SOURCE EXTRACT
● ● ●
Scientific classification
- Kingdom: Animalia
- Phylum: Echinodermata
- Class: Holothuroidea
- Order: Holothuriida
- Family: Holothuriidae
- Genus: Bohadschia
- Species: B. marmorata
- Binomial name: Bohadschia marmorata Jaeger, 1833
- Synonyms: Holothuria marmorata Jaeger, 1833; Holothuria utrimquestigmosa Haacke, 1880; Sporadipus (Colpochirota) ualanensis Brandt, 1835;

= Bohadschia marmorata =

- Genus: Bohadschia
- Species: marmorata
- Authority: Jaeger, 1833
- Conservation status: DD
- Synonyms: Holothuria marmorata Jaeger, 1833, Holothuria utrimquestigmosa Haacke, 1880, Sporadipus (Colpochirota) ualanensis Brandt, 1835

Species of sea cucumber

Bohadschia marmorata, commonly known as the brown sandfish or chalky cucumber, is a species of sea cucumber in the family Holothuriidae. It lives on the seabed in shallow waters in the Indo-Pacific region.

==Description==
Bohadschia marmorata is cylindrical in shape and grows to about 35 cm long. The body wall is tough and leathery and has a rough texture due to the calcareous spicules it contains. It is covered in translucent papillae up to 1 cm across and a few short spines. The anterior end of the body is somewhat narrowed and has a mouth surrounded by a ring of retractile tentacles. The posterior end is rounded and has an anal opening. Adjoining this is the cloaca through which defensive white sticky threads, the cuvierian tubules, may be ejected when the animal is stressed. The cloaca is also connected to the respiratory tree, into and out of which water is pumped for gas exchange. The body colour is cream or orange partially obscured by variable numbers of dark brown speckles and blotches. On the underside is a wide pale-coloured longitudinal stripe and many short, slender tube feet with knobbly tips.
● ● ●
Referring expression data
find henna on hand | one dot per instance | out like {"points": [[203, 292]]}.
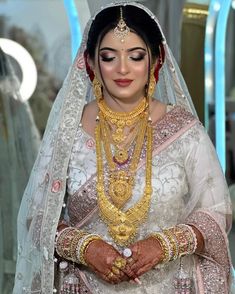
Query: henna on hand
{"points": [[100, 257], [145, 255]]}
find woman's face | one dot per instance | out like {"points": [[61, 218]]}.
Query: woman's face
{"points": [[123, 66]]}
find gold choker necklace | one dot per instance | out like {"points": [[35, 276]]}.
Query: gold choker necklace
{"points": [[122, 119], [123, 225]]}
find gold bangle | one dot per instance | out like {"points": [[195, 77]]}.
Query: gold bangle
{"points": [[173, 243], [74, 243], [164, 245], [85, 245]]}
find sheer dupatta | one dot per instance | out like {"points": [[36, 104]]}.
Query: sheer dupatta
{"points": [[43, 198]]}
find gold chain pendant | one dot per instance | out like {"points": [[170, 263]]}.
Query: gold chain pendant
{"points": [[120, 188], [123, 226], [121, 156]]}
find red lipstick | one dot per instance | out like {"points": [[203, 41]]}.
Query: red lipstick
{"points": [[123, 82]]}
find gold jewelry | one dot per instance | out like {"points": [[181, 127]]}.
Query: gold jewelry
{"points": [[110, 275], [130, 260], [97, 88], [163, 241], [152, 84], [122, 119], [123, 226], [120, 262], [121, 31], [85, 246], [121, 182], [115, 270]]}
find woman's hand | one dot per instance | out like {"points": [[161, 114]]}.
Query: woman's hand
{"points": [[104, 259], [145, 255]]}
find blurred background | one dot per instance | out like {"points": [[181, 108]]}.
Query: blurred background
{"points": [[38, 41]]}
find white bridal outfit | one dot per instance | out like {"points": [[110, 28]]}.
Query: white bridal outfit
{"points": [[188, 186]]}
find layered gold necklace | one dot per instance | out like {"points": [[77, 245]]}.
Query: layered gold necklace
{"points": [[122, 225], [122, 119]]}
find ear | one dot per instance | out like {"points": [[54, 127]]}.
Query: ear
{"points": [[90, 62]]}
● ● ●
Decide whether each of the following statements agrees with the Bohadschia marmorata text, answering yes or no and quoting the words of the text that settle it. (a) The species grows to about 35 cm long. (b) Its papillae measure up to 3 cm across. (c) The posterior end of the body is narrowed.

ANSWER AREA
(a) Yes: "grows to about 35 cm long"
(b) No: "translucent papillae up to 1 cm across"
(c) No: "The posterior end is rounded"